▶ _Source text_
....
The World Bank is working with a number of large Chinese cities to help reduce traffic congestion and greenhouse gas emissions.
World Bank/Wu Zhiyi
The World Bank is working with a number of large Chinese cities to help reduce traffic congestion and greenhouse gas emissions.

UN praises China, US for ‘highly significant’ announcement on emissions cuts

The new measures announced by the Governments of China and the United States in addressing their greenhouse gas emissions over the coming decades is a positive step towards achieving a more comprehensive accord at a global climate conference to be held in Paris next year, top United Nations officials have confirmed.

Secretary-General Ban Ki-moon commended the “significant and timely announcement” – pronounced by US President Barack Obama and Chinese President Xi Jinping on the tail-end of a high-level meeting in Beijing – and thanked the two leaders for their “personal commitment to work together to remove any impediments to reaching an agreement in Paris.”

“China and the United States have demonstrated the leadership that the world expects of them,” said Mr. Ban, in a statement attributable to his spokesperson.

“This leadership demonstrated by the Governments of the world’s two largest economies will give the international community an unprecedented chance to succeed at reaching a meaningful, universal agreement in 2015.”

In their announcement, the Presidents of the world’s two largest economies and the biggest greenhouse gas emitters declared they would aim for a considerable reduction in their emissions within a post-2020 framework.

The US, for instance, said it would reduce its emissions by a range of between 26 per cent and 28 per cent by 2025 from its 2005 levels in order to achieve what it described as economy-wide reductions on the order of 80 per cent by 2050. For its part, China announced it would peak carbon dioxide emissions by 2030—with the intention to try and peak early—including through a far greater role for renewable energies and big improvements in areas like energy efficiency.

The joint statement comes in the wake of the European Union’s announcement to cut emissions by at least 40 per cent by 2030 which it made last month.

The world’s efforts to clamp down on climate change will converge on Paris at the end of 2015 as Member States gather at the 21st annual session of the UN Climate Change Conference with the ultimate goal being the formulation of a legally binding and universal agreement on climate change, in line with the second implementation phase of the landmark Kyoto Protocol.

With the “positive commitments” made by Government, business, finance, and civil society leaders at the Climate Summit at UN Headquarters in September, followed by the “ambitious decision” taken by European Union leaders on their post-2020 emission reduction target in October, Mr. Ban voiced hope that “the highly significant” joint announcement by China and the United States would lay “a strong foundation” and build momentum towards a meaningful climate agreement in 2015.
....
▶ _Data lines_
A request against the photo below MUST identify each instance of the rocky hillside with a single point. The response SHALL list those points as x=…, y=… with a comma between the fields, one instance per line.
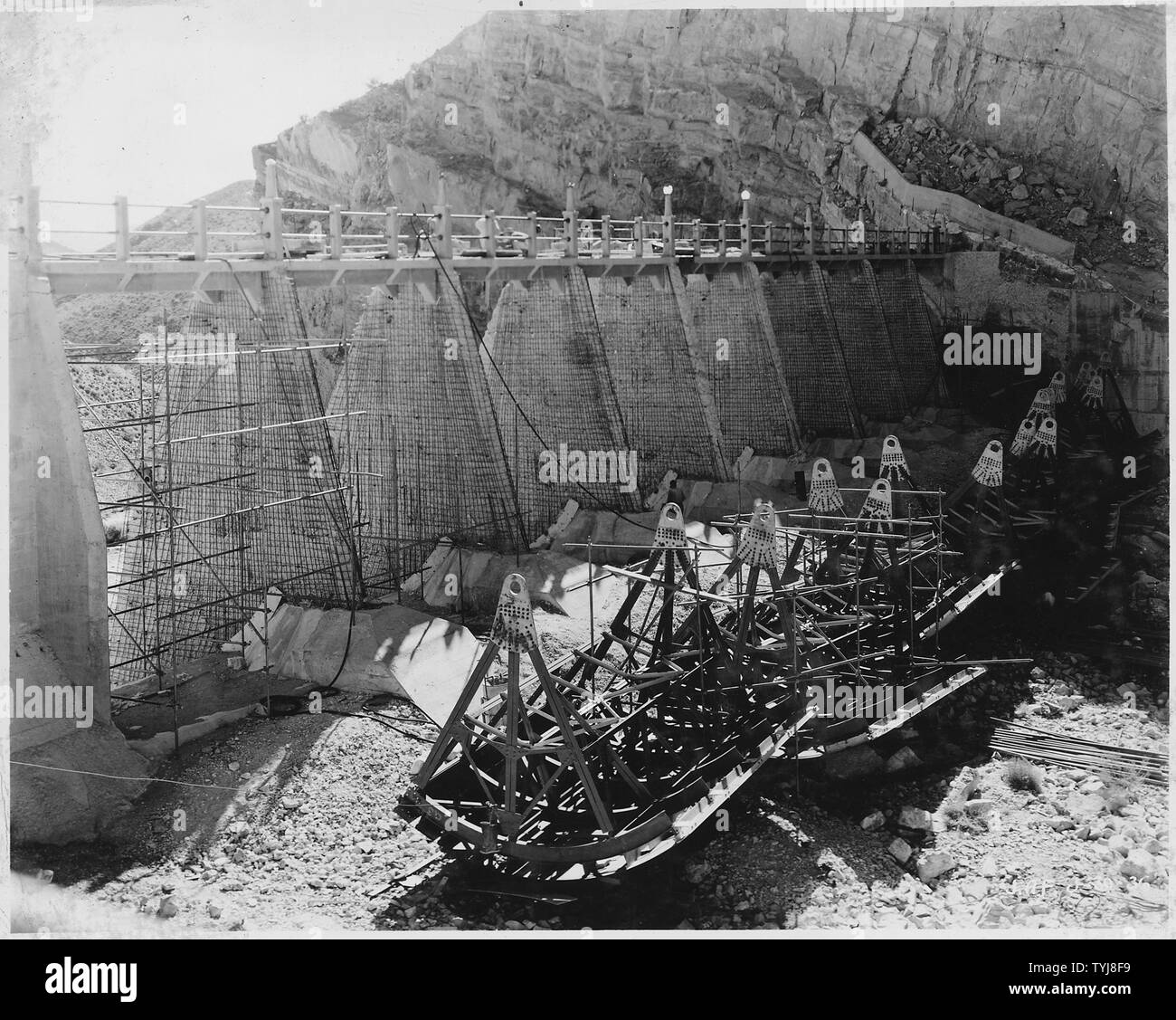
x=621, y=102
....
▶ _Tasks and exercises_
#1 Quote the passage of the UN emissions article starting with "The world’s efforts" and going on through "climate agreement in 2015.".
#2 List every percentage figure in the UN emissions article.
#3 Proceed with the UN emissions article, writing on from its final sentence.
The listing isn't needed for any of this work.

▶ _Answers by task_
#1
The world’s efforts to clamp down on climate change will converge on Paris at the end of 2015 as Member States gather at the 21st annual session of the UN Climate Change Conference with the ultimate goal being the formulation of a legally binding and universal agreement on climate change, in line with the second implementation phase of the landmark Kyoto Protocol.

With the “positive commitments” made by Government, business, finance, and civil society leaders at the Climate Summit at UN Headquarters in September, followed by the “ambitious decision” taken by European Union leaders on their post-2020 emission reduction target in October, Mr. Ban voiced hope that “the highly significant” joint announcement by China and the United States would lay “a strong foundation” and build momentum towards a meaningful climate agreement in 2015.

#2
26 per cent
28 per cent
80 per cent
40 per cent

#3
As a result, his statement concluded, the Secretary-General urged “all countries, especially all major economies, to follow China and the United States’ lead and announce ambitious post-2020 targets as soon as possible, but no later than the first quarter of 2015.”

The dangers posed by climate change have been characterized as being increasingly imminent by a number of UN agencies and officials. In its recent Fifth Assessment Report, the Intergovernmental Panel on Climate Change (IPCC), in fact, confirmed that climate change is being registered around the world and warming of the climate system is unequivocal. Since the 1950s many of the observed changes are unprecedented over decades to millennia.

Greeting the announcement by China and the US in a separate statement, Christiana Figueres, Executive Director of the UN Framework Convention on Climate Change (UNFCCC), suggested that both leaders had cleared “important pathways towards a better and more secure future for human-kind.”

“This joint announcement provides both practical and political momentum towards a new, universal climate agreement in Paris in late 2015 that is meaningful, forward-looking and recognizes that combating climate change is not a five or ten year plan—but is a long term commitment to keep a global temperature rise under 2 degrees throughout this century,” Ms. Figueres declared.

“This positive momentum opens the door for all major economies and in particular all other industrialized nations to bring forward their contributions to the Paris agreement in a timely fashion over the coming months. Investors have long called for policy certainty,” she continued.

“Today’s announcement is a firm and positive step towards that as we look towards Paris 2015.”

Parties to the UNFCCC will next meet in Lima, Peru in a few weeks’ time to advance a draft universal agreement with the aim of adopting it at the 21st Conference of the Parties taking place in Paris, France at the end of next year.